Questions:
A: List every radio brand name that the excerpt on old transistor radios mentions.
B: Carry on the excerpt on old transistor radios, starting after its final sentence.

Excerpt:
= = = = = = =

The little radio above is a "Katone", and I think it went for less than a buck. There is no mfg. information inside the radio (usually there is at least a model number, and a country of origin). So, not much more to say about this baby. It is powered by one 9-volt battery, and has 11 transistors. It works, but its sounds real tinny.

This is a rather odd piece, with a transistor radio, and a wind-up clock. Again, no information on the radio indicates who made it, or when. It does reveal that it was made in Japan, and says "No. 103" on the back of its plastic case. A cheapie.... less than a buck.

These are two Summit radios, and in pretty good shape, though they don't sound too good. They were made in the 1963 time frame, and cost about a buck apiece. I think they were made in Japan.

This is a Zenith "Deluxe Royal 755", made in 1960. I have several of these radios, which came in black or brown leather cases, with a little leather carrying handle (which usually has rotted through). These radios play just fine, sound good, and are very well built. They are powered by a big D-cell battery block, which holds 6 most of the battery holders are corroded on radios of this age, I did the math for 6 D-cells (6 x 1.5Volt = 9 volts), and cut the leads for the battery holder, and jumped in a cheap little 9-volt battery.... the radios love it, and play their little hearts out. And, save about 5-lbs. of weight when you carry the radio around ! I think I have about 5 bucks in each of these radios.

= = = = = = =

Recorded information:

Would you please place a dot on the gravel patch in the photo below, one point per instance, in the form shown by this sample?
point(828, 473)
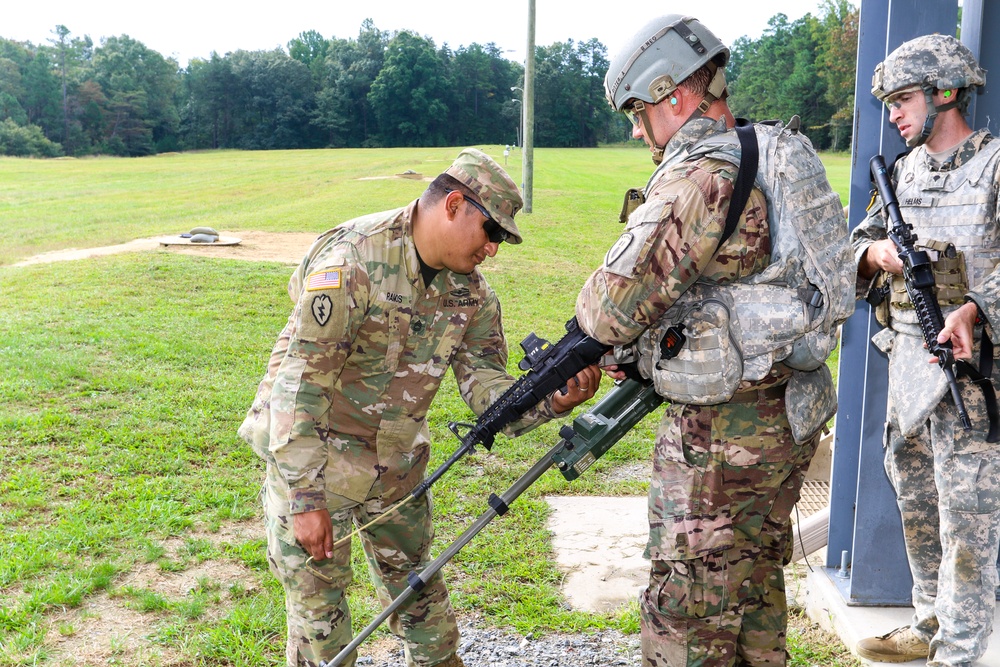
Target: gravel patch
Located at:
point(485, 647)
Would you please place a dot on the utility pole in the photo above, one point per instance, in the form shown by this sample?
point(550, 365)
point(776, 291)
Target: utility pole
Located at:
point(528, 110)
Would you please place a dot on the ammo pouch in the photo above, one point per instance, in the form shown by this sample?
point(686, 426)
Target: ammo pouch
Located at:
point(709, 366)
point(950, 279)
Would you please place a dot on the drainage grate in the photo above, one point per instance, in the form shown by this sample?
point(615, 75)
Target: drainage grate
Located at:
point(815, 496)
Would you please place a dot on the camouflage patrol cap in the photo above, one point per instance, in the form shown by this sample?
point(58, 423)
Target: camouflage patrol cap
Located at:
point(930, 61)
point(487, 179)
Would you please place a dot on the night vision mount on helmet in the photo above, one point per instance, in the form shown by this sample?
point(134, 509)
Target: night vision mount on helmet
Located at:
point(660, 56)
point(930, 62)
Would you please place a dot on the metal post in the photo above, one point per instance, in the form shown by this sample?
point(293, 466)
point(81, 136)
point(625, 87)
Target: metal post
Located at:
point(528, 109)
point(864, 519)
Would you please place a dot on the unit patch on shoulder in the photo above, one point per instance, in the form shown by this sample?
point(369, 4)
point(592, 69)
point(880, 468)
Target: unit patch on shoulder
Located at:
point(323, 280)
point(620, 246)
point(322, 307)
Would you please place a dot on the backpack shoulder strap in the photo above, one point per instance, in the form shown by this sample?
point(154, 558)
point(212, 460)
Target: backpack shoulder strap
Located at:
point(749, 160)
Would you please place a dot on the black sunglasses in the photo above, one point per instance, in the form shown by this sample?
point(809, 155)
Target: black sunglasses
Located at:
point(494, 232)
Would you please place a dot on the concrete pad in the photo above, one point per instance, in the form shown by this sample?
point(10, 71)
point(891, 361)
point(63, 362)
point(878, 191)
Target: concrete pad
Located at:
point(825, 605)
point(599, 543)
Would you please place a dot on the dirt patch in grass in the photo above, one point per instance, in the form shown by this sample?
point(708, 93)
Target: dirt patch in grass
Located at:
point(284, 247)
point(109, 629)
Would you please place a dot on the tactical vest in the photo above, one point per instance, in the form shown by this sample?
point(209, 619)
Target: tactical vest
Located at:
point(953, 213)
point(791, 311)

= = = = = = =

Your written answers:
A: Katone, Summit, Zenith

B:
Here's a cute little Panasonic R-1158 seven transistor radio. Plays good. Made in Japan by Matsushita Electric, probably around 1963. Ivory colored case. Uses 4 x AA cells. Paid around $15 for this one, in an antique store about 5 years ago.

The General Electric P-807J radio. There must be several thousand of these left around, because I run into them now and then. I have 3 sets, all with leather cases.... made well, because the leather hasn't fallen apart yet. The radio was powered by an early version of a 9-volt battery, with huge terminal clips.... no problem, just soldered on a modern 9-volt battery clip, hooked up a cheapie modern 9-V battery, and these radios fired right up. The set shown in this picture was purchased at Amateur Electronic Supply in Milwaukee several years ago, for $5.00, on their "odds and ends" table. I think that this radio was made by GE in Utica, NY, before they shipped all of this business overseas. This radio was made in 1963.